- [設定課題 a]
以下の対象テキストについて、次の記述(i)〜(iii)がそれぞれ内容に合致するかを「はい」または「いいえ」で答え、判断の決め手となる対象テキストの語句を正確に引用してください。
(i) 第1状態では、遊技者に所定の判定結果となることを期待させながら遊技を行わせることができる。
(ii) 遊技機E4では、特定演出は識別情報の動的表示の実行期間内に限って実行される。
(iii) 遊技機E4は、遊技機E1からE3のいずれかを前提とするものである。

これにより、第1状態において、遊技者に対して所定の判定結果となることを期待して遊技を行わせることができるので、所定判定手段による判定結果に対してより注目させることができる。よって、第1状態における遊技者の遊技に対する興趣を向上させることができるという効果がある。
遊技機E1からE3のいずれかにおいて、前記判定手段による判定結果を示す識別情報の動的表示を実行する動的表示実行手段を備え、前記特定演出実行手段は、前記所定判定手段による判定結果が所定の判定結果になる場合に、その所定の判定結果となる前記情報に対応する前記識別情報の動的表示の実行期間外において前記特定演出を実行可能なものであることを特徴とする遊技機E4。

- [設定課題 b]
下の一覧から、文字列「green」を含む行をすべて集め、一行ずつ書き写してください。大文字と小文字は区別します。

- [記録一覧]
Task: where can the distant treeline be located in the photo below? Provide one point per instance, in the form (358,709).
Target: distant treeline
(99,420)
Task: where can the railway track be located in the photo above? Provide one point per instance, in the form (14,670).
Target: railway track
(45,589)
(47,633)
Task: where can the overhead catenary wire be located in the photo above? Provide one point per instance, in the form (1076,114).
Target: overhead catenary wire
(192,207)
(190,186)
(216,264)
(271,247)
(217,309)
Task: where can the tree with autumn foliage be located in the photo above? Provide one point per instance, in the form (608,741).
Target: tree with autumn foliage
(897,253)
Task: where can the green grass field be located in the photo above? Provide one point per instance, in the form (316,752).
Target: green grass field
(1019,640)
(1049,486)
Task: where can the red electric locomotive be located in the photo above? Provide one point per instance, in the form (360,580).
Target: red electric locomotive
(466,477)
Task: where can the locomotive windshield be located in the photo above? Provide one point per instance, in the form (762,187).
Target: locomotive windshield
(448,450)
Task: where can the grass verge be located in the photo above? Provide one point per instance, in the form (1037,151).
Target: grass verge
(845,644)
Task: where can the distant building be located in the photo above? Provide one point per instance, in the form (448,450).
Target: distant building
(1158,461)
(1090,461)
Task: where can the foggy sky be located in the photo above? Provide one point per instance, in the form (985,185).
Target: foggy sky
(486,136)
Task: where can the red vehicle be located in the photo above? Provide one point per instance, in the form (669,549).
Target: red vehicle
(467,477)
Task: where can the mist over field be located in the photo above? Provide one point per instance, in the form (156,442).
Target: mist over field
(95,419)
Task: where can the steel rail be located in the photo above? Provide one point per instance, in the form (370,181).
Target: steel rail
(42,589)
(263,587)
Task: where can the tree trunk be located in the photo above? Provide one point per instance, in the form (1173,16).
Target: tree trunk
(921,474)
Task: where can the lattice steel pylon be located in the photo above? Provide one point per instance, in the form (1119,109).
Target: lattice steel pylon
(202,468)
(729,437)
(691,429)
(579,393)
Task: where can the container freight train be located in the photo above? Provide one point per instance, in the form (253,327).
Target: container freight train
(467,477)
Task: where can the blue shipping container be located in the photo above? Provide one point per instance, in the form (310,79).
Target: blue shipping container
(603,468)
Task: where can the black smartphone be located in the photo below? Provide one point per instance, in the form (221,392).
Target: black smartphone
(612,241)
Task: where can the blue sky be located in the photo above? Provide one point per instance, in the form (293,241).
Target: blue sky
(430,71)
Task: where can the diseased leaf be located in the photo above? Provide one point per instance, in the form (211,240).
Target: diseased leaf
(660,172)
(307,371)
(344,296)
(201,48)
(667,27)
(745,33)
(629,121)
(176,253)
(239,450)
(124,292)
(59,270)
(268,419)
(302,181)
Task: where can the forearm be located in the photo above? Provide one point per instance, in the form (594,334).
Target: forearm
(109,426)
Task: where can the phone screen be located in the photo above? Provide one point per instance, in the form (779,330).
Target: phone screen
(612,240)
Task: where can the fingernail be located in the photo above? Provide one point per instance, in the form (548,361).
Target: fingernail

- [想定解答 a]
(i) はい。「第1状態において、遊技者に対して所定の判定結果となることを期待して遊技を行わせることができる」
(ii) いいえ。「その所定の判定結果となる前記情報に対応する前記識別情報の動的表示の実行期間外において前記特定演出を実行可能なもの」
(iii) はい。「遊技機E1からE3のいずれかにおいて」

- [想定解答 b]
Task: where can the green grass field be located in the photo above? Provide one point per instance, in the form (316,752).
Target: green grass field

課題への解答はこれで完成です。